(TASK INSTRUCTIONS)
Pull out every line below that contains the string "coordinates", matching case exactly.

::: EXCERPTED RECORDS :::

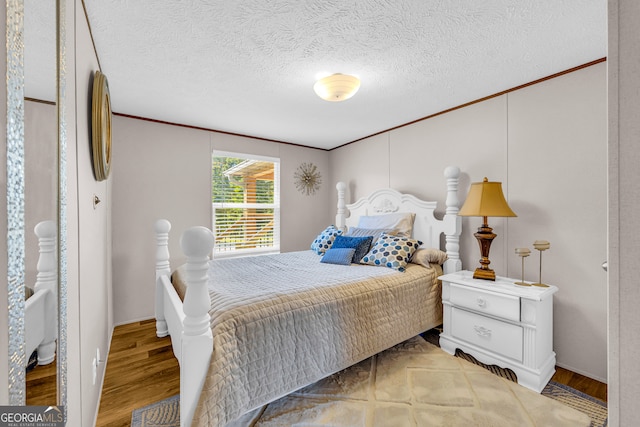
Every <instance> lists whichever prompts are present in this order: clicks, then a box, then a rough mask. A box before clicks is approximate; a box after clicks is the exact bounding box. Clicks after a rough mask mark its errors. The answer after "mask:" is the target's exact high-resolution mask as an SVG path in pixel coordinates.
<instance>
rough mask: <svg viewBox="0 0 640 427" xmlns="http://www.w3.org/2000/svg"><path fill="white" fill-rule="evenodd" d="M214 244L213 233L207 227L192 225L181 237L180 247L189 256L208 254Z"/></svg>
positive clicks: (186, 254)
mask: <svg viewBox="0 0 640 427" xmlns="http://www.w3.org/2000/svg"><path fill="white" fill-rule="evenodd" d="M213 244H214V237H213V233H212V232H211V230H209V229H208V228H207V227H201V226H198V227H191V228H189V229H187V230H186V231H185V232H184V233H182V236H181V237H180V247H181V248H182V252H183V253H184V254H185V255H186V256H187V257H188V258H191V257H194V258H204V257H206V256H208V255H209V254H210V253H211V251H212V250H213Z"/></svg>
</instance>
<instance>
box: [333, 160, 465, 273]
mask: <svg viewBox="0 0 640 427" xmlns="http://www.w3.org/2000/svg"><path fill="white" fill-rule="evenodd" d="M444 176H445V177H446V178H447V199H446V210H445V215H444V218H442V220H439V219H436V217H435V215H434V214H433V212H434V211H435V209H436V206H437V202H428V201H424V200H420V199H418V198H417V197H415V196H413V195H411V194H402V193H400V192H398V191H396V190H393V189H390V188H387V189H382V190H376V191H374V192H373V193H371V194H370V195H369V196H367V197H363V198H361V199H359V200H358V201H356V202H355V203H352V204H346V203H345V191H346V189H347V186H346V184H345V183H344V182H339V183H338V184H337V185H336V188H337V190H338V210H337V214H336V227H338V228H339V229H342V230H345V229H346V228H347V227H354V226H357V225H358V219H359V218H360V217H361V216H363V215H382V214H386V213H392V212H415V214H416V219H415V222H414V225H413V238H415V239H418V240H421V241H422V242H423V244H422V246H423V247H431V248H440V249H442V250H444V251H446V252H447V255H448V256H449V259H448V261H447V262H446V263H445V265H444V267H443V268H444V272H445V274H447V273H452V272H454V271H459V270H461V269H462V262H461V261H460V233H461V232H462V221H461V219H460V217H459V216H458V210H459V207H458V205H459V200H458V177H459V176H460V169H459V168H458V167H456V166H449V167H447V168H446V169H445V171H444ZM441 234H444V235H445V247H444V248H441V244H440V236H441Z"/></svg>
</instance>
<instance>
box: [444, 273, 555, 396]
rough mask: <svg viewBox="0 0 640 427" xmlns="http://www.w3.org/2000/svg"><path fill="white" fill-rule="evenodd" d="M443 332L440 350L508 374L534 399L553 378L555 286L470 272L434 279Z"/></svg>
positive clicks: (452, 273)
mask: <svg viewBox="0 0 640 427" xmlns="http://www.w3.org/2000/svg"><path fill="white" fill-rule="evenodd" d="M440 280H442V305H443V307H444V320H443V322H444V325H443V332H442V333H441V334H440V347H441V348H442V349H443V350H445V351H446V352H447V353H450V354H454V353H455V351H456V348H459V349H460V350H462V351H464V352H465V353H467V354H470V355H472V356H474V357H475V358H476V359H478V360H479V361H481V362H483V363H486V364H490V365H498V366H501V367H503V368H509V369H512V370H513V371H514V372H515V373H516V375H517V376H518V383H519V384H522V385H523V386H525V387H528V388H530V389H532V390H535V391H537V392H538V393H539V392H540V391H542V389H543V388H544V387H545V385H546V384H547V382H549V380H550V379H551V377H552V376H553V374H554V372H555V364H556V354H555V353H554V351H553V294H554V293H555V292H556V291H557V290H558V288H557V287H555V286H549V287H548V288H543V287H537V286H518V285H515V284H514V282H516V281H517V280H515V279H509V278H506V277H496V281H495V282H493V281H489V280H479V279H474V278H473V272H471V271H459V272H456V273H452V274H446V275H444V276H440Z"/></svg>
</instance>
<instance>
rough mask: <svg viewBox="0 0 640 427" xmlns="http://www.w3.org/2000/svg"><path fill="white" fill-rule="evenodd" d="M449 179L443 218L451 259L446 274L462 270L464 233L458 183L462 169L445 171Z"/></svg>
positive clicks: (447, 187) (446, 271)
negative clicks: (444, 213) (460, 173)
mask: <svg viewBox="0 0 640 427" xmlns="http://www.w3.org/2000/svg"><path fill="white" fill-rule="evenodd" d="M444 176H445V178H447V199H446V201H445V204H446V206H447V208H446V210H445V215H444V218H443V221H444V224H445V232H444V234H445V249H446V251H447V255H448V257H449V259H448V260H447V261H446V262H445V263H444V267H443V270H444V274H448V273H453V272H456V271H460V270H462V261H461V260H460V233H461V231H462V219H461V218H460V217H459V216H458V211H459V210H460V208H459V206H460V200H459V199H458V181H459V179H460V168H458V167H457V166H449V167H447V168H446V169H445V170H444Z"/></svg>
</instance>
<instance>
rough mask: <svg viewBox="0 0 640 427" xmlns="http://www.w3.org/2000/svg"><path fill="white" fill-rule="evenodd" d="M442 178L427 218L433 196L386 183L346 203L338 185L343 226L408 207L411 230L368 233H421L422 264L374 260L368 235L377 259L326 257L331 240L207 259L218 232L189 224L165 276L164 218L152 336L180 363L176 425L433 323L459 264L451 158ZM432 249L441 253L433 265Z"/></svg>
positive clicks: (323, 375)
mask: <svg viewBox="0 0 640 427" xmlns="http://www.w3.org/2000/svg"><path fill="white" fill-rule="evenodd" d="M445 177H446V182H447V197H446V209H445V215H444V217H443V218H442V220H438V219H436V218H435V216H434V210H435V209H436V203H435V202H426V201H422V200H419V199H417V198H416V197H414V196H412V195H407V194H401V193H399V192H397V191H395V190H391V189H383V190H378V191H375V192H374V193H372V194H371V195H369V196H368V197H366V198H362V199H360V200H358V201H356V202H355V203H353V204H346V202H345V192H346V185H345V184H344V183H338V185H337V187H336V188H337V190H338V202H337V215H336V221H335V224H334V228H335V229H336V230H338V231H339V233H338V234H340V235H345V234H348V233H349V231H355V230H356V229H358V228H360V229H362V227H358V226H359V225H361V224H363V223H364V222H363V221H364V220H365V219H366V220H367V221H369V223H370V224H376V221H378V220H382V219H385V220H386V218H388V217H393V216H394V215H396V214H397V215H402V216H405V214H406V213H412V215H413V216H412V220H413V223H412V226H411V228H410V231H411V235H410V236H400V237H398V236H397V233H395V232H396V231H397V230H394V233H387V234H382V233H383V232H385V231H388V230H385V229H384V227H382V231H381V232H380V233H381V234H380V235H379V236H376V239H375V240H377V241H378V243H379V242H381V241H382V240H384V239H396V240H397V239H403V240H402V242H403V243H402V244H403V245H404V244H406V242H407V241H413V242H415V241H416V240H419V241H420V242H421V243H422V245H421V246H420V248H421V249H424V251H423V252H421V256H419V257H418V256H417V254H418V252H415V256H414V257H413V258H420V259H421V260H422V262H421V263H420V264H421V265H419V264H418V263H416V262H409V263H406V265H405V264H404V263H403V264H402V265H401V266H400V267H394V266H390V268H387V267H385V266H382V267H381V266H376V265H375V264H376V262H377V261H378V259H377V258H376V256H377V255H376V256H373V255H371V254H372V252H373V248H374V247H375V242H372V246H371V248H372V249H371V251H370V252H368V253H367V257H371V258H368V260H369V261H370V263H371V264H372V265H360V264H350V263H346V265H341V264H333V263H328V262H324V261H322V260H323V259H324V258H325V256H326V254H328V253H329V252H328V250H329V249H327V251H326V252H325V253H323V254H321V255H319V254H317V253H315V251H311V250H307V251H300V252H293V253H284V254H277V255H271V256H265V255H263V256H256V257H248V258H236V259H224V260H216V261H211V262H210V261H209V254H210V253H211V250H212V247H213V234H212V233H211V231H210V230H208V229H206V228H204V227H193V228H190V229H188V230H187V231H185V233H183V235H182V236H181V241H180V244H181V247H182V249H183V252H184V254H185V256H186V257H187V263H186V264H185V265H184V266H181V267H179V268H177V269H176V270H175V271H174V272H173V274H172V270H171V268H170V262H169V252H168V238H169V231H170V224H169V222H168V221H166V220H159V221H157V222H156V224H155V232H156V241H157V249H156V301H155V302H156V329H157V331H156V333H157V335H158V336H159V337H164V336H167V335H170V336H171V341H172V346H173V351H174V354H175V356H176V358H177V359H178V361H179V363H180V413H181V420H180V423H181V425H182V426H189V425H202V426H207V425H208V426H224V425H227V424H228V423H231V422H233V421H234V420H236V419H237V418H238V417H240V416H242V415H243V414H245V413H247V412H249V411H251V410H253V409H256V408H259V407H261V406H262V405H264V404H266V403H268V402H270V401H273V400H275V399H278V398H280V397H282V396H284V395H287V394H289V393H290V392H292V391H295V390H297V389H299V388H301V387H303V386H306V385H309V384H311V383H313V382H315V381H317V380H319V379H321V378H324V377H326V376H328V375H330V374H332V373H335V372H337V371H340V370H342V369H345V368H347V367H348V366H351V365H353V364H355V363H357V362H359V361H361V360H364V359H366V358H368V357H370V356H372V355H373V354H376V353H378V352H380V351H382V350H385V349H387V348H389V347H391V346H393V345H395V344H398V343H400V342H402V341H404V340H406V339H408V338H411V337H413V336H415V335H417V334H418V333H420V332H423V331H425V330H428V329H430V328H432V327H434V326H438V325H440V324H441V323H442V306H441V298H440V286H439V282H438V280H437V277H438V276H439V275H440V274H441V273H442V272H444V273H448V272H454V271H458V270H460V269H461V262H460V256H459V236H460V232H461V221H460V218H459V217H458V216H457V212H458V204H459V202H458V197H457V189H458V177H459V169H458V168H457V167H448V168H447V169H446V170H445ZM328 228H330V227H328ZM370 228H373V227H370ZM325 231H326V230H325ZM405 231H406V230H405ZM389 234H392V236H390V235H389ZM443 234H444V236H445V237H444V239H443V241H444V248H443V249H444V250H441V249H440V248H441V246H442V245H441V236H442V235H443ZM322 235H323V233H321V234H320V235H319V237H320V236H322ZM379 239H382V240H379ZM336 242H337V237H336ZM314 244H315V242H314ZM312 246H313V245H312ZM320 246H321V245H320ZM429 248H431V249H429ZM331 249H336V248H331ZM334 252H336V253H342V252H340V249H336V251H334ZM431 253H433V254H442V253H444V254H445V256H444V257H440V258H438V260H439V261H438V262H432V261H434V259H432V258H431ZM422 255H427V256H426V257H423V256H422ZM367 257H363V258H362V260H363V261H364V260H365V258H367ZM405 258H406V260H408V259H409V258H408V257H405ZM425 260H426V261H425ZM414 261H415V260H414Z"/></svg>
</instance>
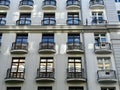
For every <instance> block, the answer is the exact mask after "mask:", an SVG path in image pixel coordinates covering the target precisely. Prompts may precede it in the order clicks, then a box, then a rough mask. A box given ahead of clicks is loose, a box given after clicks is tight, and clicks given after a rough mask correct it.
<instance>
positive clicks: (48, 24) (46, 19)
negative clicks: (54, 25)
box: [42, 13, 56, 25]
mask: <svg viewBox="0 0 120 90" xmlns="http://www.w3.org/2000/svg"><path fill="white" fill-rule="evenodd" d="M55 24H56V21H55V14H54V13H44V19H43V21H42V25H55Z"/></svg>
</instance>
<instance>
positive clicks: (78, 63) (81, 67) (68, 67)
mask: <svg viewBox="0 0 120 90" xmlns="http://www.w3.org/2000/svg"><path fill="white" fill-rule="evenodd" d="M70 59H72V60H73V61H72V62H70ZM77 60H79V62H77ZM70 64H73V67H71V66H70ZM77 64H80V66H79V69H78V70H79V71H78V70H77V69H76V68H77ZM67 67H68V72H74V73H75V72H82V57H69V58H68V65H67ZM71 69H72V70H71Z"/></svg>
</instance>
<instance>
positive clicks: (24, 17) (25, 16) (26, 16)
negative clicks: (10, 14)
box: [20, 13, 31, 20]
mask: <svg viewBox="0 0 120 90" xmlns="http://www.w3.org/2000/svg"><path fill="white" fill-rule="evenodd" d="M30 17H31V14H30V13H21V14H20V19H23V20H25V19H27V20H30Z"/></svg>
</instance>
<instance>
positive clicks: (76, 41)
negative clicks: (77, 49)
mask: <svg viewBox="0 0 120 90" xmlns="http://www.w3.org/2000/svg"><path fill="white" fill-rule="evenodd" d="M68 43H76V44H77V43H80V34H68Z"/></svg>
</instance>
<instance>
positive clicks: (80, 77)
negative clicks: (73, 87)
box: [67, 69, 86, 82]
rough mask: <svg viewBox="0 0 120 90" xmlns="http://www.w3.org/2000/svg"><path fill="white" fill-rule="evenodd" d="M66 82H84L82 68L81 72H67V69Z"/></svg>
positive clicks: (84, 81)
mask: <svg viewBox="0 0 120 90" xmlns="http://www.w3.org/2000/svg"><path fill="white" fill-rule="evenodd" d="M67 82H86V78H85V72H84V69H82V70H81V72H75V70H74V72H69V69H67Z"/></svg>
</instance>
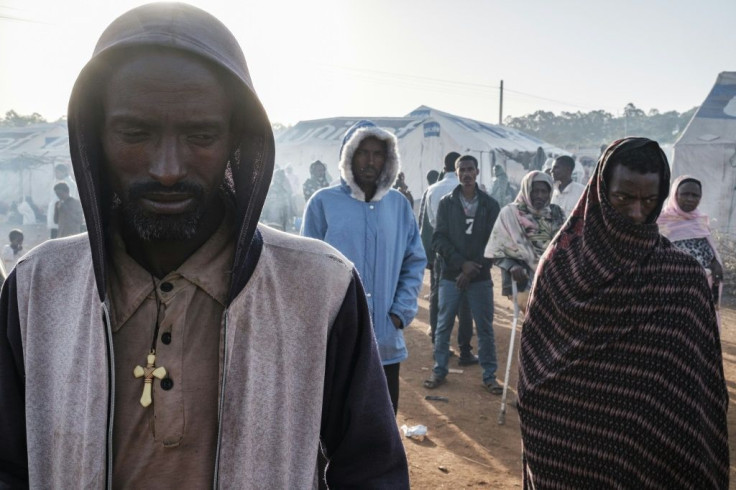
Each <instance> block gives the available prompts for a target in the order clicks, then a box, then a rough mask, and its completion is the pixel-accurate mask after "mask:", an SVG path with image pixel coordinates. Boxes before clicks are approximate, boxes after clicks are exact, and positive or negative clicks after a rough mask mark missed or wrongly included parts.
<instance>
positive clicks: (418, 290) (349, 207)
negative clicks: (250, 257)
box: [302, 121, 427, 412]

:::

(RESPONSE FOR THIS EXERCISE)
Every <instance> lists whichever prompts are present in this order: clicks, then a box, then a rough mask. A box before clicks is approximate; a box after clicks is the exact bounding box. Clicks after a rough mask mark its errors. The answer after "mask:" is the target's exact high-resolution mask as an SVG path in pixel coordinates.
For every <instance> block, the answer is the exact mask after "mask:", an SVG path in image pixel coordinates covering the target precisely. Prompts may precede it in the order clicks, then a box, then a rough mask. A box given ahead of clicks is loose, a box given after clicks is tight, and clicks given after a rough mask correct it.
Each <instance> block gives the available prompts for a target in the order clicks, then a box, then a rough mask, and its completion is the pixel-accurate mask after "mask:", an SVG path with image pixel coordinates. Boxes before clicks are approximate, boxes after clicks are exact, and positive or negative clicks after a rough mask mark missed or wrongly included parts.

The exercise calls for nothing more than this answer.